Present every line of the rows below as a numbered list, omitting all blank lines.

**Region annotation entries:**

>> BEGIN

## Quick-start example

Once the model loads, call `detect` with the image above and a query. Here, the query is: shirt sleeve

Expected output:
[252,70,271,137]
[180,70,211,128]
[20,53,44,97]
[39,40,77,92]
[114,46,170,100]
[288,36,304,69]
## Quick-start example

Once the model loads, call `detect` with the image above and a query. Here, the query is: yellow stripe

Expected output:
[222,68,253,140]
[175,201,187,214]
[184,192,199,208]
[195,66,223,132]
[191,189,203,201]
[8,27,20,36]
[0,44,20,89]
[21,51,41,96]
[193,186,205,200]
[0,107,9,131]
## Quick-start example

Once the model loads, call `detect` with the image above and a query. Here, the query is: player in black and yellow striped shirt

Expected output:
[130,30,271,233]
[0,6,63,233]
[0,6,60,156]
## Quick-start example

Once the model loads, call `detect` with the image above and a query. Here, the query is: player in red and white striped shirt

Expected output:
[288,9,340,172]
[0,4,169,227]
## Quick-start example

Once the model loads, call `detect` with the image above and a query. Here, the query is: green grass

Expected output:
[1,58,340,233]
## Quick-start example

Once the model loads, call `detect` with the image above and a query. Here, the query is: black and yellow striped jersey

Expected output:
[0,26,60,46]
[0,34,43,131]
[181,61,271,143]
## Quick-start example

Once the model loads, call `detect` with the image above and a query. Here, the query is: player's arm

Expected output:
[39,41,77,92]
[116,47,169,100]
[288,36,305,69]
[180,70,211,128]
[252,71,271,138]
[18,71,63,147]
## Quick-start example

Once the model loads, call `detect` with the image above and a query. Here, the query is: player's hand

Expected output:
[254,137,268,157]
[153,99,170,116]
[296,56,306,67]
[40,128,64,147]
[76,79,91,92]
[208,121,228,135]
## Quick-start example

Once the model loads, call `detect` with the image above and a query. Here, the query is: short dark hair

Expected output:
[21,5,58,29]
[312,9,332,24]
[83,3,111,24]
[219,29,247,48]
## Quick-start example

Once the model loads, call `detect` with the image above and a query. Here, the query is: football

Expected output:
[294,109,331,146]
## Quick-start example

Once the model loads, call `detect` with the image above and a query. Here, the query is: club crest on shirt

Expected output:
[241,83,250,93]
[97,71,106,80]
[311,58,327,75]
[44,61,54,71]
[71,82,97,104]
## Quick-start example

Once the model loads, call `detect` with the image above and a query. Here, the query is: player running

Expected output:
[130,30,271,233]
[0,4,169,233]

>> END

**Exercise solution:**
1. ## Quick-start example
2. Once the model loads, call `detect` with the image above and a query. Here, the query is: shirt sleeve
3. Expected output:
4. [252,70,271,137]
5. [180,70,211,128]
6. [20,53,44,97]
7. [39,40,77,92]
8. [114,46,170,100]
9. [288,36,304,69]
10. ## Quick-start example
11. Once the model loads, call `detect` with the image above and a query. Here, the query is: yellow stripe
12. Expected output:
13. [222,68,253,140]
14. [175,201,187,214]
15. [184,192,199,208]
16. [195,66,223,132]
17. [191,189,203,201]
18. [8,27,20,36]
19. [0,44,20,89]
20. [21,51,41,96]
21. [193,186,205,200]
22. [0,107,9,131]
23. ## Quick-start example
24. Once the model loads, call `detect` with the image above and a query. Here, the query is: player in black and yellow striped shirt
25. Expected output:
26. [130,30,271,233]
27. [0,6,63,233]
28. [0,6,60,156]
29. ## Quick-start example
30. Once the model loads, call `detect` with the image above and a query. Here, the query is: player in red and white striped shirt
31. Expected output:
32. [288,9,340,172]
33. [0,4,169,227]
34. ## Quick-start example
35. Once the model loads, call `detect` with the image above and a query. Here, the query is: green grass
36. Expected output:
37. [1,58,340,233]
38. ## Quick-start example
39. Once the model loads, call `detect` with the image above and a query. Here, the query is: black and yellow striped jersey
40. Expected output:
41. [0,26,60,46]
42. [0,34,43,131]
43. [181,61,271,143]
44. ## Quick-start example
45. Once the model loads, call `detect` with the image above and a query. Here, the query is: player's arm
46. Expected output:
47. [39,41,77,92]
48. [116,47,169,100]
49. [288,36,305,69]
50. [180,70,211,128]
51. [252,71,271,138]
52. [18,71,63,147]
53. ## Quick-start example
54. Once the model loads, call `detect` with the image above and a query. Here, the query is: player's hand
55. Expected output:
56. [254,137,268,157]
57. [153,99,170,116]
58. [296,56,306,67]
59. [40,128,64,147]
60. [76,79,91,92]
61. [208,121,228,135]
62. ## Quick-start example
63. Once the model loads, call `detect` with the image above and a query. Here, the query is: short dark hair
64. Expected output:
65. [21,5,58,29]
66. [312,9,332,24]
67. [83,3,111,24]
68. [219,29,247,48]
69. ## Quick-start example
70. Once the model loads, call `detect` with the image above and a query. Here, the query is: football
71. Expected output:
72. [294,109,331,146]
73. ## Quick-start example
74. Once the model loads, call `detect` with the image above and a query. Here, the query is: club crest on shirt
75. Expected output:
76. [241,83,250,93]
77. [97,71,106,80]
78. [311,58,327,75]
79. [44,61,54,71]
80. [71,82,97,104]
81. ## Quick-start example
82. Once the model loads, call `detect` with the image above and a query. Here, the query is: player running
83. Expected output:
84. [130,30,271,233]
85. [0,4,169,233]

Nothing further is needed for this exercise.